*** Auszug zum Lesen
Die acht Ensemblemitglieder tragen, wie die Zuschauer, weiße Pappmasken. Die ganze Gesellschaft, will die Regisseurin zeigen, trägt mit Blick auf die Spirale von Gewalt, Einsamkeit, unerfüllter Sehnsucht nach Liebe und Geborgenheit eine ähnliche Maske. Alle sind gleich, alle können nur gemeinsam den Kreislauf des Grauens durchbrechen. Die durch die Masken weitgehend auf die Körpersprache beschränkten Darstellerinnen und Darsteller gleiten dabei fast übergangslos in eine neue Situation. Da reagiert eine Pommes-Buden-Angestellte aggressiv, weil ein Kunde sie so herablassend behandelt; ein Jugendlicher will seine alkoholabhängige Mutter bestehlen, weil er wohl seinem Dealer Geld schuldet. Ein Sohn ist mit seiner inhaftierten Junkie-Mutter nur über die Sprach-Briefe, über Tonkassetten verbunden, die sie aus dem Knast schickt.
******
*** Gespeicherte Zeilen
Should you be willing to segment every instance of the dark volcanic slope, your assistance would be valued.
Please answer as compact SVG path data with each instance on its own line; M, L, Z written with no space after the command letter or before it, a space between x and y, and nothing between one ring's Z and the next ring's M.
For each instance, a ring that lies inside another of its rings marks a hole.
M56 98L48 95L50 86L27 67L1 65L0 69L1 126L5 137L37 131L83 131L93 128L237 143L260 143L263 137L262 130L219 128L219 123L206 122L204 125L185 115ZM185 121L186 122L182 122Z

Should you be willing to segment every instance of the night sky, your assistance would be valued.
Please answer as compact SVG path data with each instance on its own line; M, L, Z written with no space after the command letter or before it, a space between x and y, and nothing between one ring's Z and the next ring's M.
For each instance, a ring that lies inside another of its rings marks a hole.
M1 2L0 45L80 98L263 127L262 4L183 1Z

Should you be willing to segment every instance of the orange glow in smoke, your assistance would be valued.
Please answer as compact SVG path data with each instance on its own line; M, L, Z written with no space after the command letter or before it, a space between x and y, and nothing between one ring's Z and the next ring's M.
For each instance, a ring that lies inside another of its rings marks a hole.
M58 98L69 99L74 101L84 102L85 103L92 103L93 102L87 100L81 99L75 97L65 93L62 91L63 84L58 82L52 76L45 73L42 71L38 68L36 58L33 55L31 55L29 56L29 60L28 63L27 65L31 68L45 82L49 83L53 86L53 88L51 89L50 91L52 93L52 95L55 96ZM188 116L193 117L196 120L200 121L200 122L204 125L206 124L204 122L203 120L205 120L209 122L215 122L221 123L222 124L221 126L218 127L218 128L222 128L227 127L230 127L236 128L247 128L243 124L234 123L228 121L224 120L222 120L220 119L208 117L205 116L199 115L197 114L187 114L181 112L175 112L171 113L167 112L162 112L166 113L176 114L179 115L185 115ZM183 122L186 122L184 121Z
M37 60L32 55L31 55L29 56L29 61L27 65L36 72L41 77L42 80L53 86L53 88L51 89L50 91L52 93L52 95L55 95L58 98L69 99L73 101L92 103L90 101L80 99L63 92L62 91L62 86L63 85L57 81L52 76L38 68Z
******
Aufgabenstellung »
Schreiben Sie die Passage von "Die acht Ensemblemitglieder" bis "dem Knast schickt." aus dem Auszug über die Theaterinszenierung neu und ändern Sie dabei "Pappmasken" in "Stoffmasken". Stützen Sie sich ausschließlich auf den Auszug.

Vollständige Antwort »
Die acht Ensemblemitglieder tragen, wie die Zuschauer, weiße Stoffmasken. Die ganze Gesellschaft, will die Regisseurin zeigen, trägt mit Blick auf die Spirale von Gewalt, Einsamkeit, unerfüllter Sehnsucht nach Liebe und Geborgenheit eine ähnliche Maske. Alle sind gleich, alle können nur gemeinsam den Kreislauf des Grauens durchbrechen. Die durch die Masken weitgehend auf die Körpersprache beschränkten Darstellerinnen und Darsteller gleiten dabei fast übergangslos in eine neue Situation. Da reagiert eine Pommes-Buden-Angestellte aggressiv, weil ein Kunde sie so herablassend behandelt; ein Jugendlicher will seine alkoholabhängige Mutter bestehlen, weil er wohl seinem Dealer Geld schuldet. Ein Sohn ist mit seiner inhaftierten Junkie-Mutter nur über die Sprach-Briefe, über Tonkassetten verbunden, die sie aus dem Knast schickt.